• PROBLEMS TO SOLVE:
A) In the Trino Gateway API article, which port number does the legacy Ingress example send traffic to on the trino-coordinator service?
B) Retype the section of the Trino Gateway API article that begins with the words "# 1. Infrastructure" and ends with "Point (Load Balancer)".

** Start of TEXT PROVIDED **

The Infrastructure Corner

Gateway API for Trino Part 3: The Performance Verdict

Thesis

There should be several architectural benefits of the Gateway API over the Ingress. We’ll use the complex requirements of our Trino workload as a way to benchmark these two kubernetes objects. Trino provides an opportunity to analyze how Ingress-NGINX and our Gateway API manages long-lived high bandwidth TCP streams or 10 minute federated joins.

Methodology

We’ll focus on comparing the legacy Ingress-NGINX controller against an Istio Controller based Gateway API implementation

Legacy Standard Ingress Example

apiVersion: networking.k8s.io/v1
kind: Ingress
metadata:
  name: trino-ingress
  annotations:
    # Vendor-specific annotations are non-portable
    nginx.ingress.kubernetes.io/proxy-connect-timeout: "15"
    nginx.ingress.kubernetes.io/proxy-read-timeout: "600"
    nginx.ingress.kubernetes.io/proxy-send-timeout: "600"
spec:
  ingressClassName: nginx
  rules:
  - host: trino.example.com
    http:
      paths:
      - path: /
        pathType: Prefix
        backend:
          service:
            name: trino-coordinator
            port:
              number: 8080


Modern Gateway API

# 1. Infrastructure Template
apiVersion: gateway.networking.k8s.io/v1
kind: GatewayClass
metadata:
  name: istio-trino-class
spec:
  controllerName: istio.io/gateway-controller
---
# 2. The Entry Point (Load Balancer)
apiVersion: gateway.networking.k8s.io/v1
kind: Gateway
metadata:
  name: trino-gateway
  namespace: trino-namespace
spec:
  gatewayClassName: istio-trino-class
  listeners:
  - name: http
    protocol: HTTP
    port: 80
    allowedRoutes:
      namespaces:
        from: Same
---
# 3. The Query Logic & Timeouts
apiVersion: gateway.networking.k8s.io/v1
kind: HTTPRoute
metadata:
  name: trino-route
  namespace: trino-namespace
spec:
  parentRefs:
  - name: trino-gateway
  hostnames:
  - "trino.example.com"

** End of TEXT PROVIDED **
** Start of COLLECTED DATA **

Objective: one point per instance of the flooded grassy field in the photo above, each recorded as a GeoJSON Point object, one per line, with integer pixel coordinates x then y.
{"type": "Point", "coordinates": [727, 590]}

** End of COLLECTED DATA **

• TASK RESPONSES:
A) 8080

B)
# 1. Infrastructure Template
apiVersion: gateway.networking.k8s.io/v1
kind: GatewayClass
metadata:
  name: istio-trino-class
spec:
  controllerName: istio.io/gateway-controller
---
# 2. The Entry Point (Load Balancer)